» **Texto proporcionado**
──────────

Porque en esta tragedia, como en todas, ellos son los más vulnerables. Pequeños que muchas veces no alcanzan las costas de Europa y que, si llegan, encuentran una realidad terrible. Cuando no son víctimas del tráfico de personas, lo son de la enfermedad, de la desolación, de la desidia de un continente en el que no encuentran calor.
Por eso creí necesario, el pasado miércoles, dar voz en el Congreso a organizaciones como Save the Children, que ha denunciado las deplorables condiciones en las que viven más de 1.000 menores, 160 de ellos no acompañados, que se encuentran en el centro de detención de Moira, en Lesbos, donde hay confinadas miles de personas cuando solo debería haber unos cientos. O de UNICEF, cuando se hizo eco de la denuncia de Europol, alertando de la escalofriante desaparición de más de 10.000 menores refugiados, de los que se ha perdido el rastro, truncadas sus vidas, su futuro, por organizaciones criminales.
Por eso insistí al presidente Rajoy para que se convierta en el primer mandatario europeo en proteger a los menores refugiados; para que escuche el clamor de quienes alertan sobre la magnitud de esta tragedia; para que atienda la solicitud de las comunidades autónomas que están dispuestas a acoger y a ayudar a paliar una situación sin precedentes.

──────────

» **Datos extraídos**
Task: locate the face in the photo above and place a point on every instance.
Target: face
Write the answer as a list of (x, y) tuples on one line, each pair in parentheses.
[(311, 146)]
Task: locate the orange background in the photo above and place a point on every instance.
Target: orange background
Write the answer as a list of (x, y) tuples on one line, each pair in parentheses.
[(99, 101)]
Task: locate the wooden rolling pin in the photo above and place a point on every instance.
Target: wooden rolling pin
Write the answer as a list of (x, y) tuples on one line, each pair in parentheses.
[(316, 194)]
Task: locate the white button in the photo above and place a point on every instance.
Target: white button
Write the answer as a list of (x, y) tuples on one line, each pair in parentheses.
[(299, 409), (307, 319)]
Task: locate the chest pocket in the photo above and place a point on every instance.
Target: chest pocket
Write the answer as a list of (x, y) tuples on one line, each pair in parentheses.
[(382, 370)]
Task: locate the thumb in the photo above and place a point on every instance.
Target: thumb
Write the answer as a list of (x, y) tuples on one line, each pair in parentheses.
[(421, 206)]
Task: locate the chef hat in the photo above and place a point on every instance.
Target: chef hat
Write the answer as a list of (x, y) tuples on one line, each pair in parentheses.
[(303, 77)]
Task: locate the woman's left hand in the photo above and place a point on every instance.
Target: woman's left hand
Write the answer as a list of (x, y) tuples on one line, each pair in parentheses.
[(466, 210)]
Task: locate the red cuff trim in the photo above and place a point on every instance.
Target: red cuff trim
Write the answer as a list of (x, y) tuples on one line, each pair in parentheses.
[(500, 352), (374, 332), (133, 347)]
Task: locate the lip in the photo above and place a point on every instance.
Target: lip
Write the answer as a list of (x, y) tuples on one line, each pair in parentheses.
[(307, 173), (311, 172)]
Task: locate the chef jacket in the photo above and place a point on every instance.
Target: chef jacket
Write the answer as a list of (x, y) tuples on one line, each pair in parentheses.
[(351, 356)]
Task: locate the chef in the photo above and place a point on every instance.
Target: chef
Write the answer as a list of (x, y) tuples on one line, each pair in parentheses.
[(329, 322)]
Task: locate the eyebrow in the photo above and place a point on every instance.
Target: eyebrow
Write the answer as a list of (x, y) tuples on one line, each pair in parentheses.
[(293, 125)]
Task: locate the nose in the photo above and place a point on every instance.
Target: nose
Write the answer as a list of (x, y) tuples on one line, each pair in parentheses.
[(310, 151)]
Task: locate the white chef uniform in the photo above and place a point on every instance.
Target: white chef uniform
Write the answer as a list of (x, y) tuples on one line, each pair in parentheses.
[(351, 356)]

──────────

» **Qué debes hacer**
• A. Devuelve de forma literal el fragmento del texto sobre los menores refugiados que va desde "Por eso creí" hasta "por organizaciones criminales.", ambos incluidos.
• B. Escribe la continuación del texto sobre los menores refugiados a partir de su última oración.

» **Respuestas**
• A.
Por eso creí necesario, el pasado miércoles, dar voz en el Congreso a organizaciones como Save the Children, que ha denunciado las deplorables condiciones en las que viven más de 1.000 menores, 160 de ellos no acompañados, que se encuentran en el centro de detención de Moira, en Lesbos, donde hay confinadas miles de personas cuando solo debería haber unos cientos. O de UNICEF, cuando se hizo eco de la denuncia de Europol, alertando de la escalofriante desaparición de más de 10.000 menores refugiados, de los que se ha perdido el rastro, truncadas sus vidas, su futuro, por organizaciones criminales.

• B.
Hemos oído mil veces hablar del corazón de Europa, pero esta Europa que no quiere ayudar, que cierra los ojos ante una realidad tan cruel, no tiene corazón, ni representa el sentir de miles de ciudadanos que creen en una Europa solidaria y justa. No en la de las divisas y los recortes. No en la de las decisiones terribles.
Esa no es la Europa que nos representa.
Nuestra Europa es la que respeta la Declaración de los Derechos del Niño de la ONU, la que tiene memoria de la solidaridad entre pueblos, la de los voluntarios de Lesbos, de Malta, de Lampedusa; la de la gente en las estaciones de tren de Austria y Alemania, sosteniendo pancartas de bienvenida a los refugiados, abrazando a los pequeños que llegaban agotados, dándoles comida, mantas y agua; la de los voluntarios canarios atendiendo en nuestras playas a las mujeres que llegaban desfallecidas, con sus bebés en brazos...
Los canarios conocemos la emigración de ida y vuelta: la de las miles de personas que han alcanzado nuestras costas, del mismo modo que nos jugamos nosotros la vida para alcanzar las de Cuba o Venezuela. A nosotros también se nos rechazó y tuvimos que trabajar duro en cada uno de los países a los que llegamos, en barcos destartalados que hacían travesías imposibles y en los que también iban menores, a los que la necesidad hizo crecer de golpe.
A nosotros también nos defraudó e ignoró la Europa insolidaria cuando comenzaron a llegar, cada día, pateras y cayucos, hace ahora una década, con hombres, mujeres, muchas de ellas a punto de dar a luz, y niños que huían del hambre y de las guerras en África.
Nosotros sabemos del dolor de esos pequeños, porque les hemos mirado a los ojos. Les hemos tendido la mano y les hemos ayudado a tener una nueva oportunidad. Canarias, tal y como ha anunciado nuestro presidente, Fernando Clavijo, va a reclamar una política común y efectiva, junto a las islas del Egeo, Lampedusa y Malta, en una reunión que se celebrará en Grecia el mes que viene y que luego se trasladará a Bruselas, porque a un problema de esta magnitud no se le pueden seguir poniendo parches.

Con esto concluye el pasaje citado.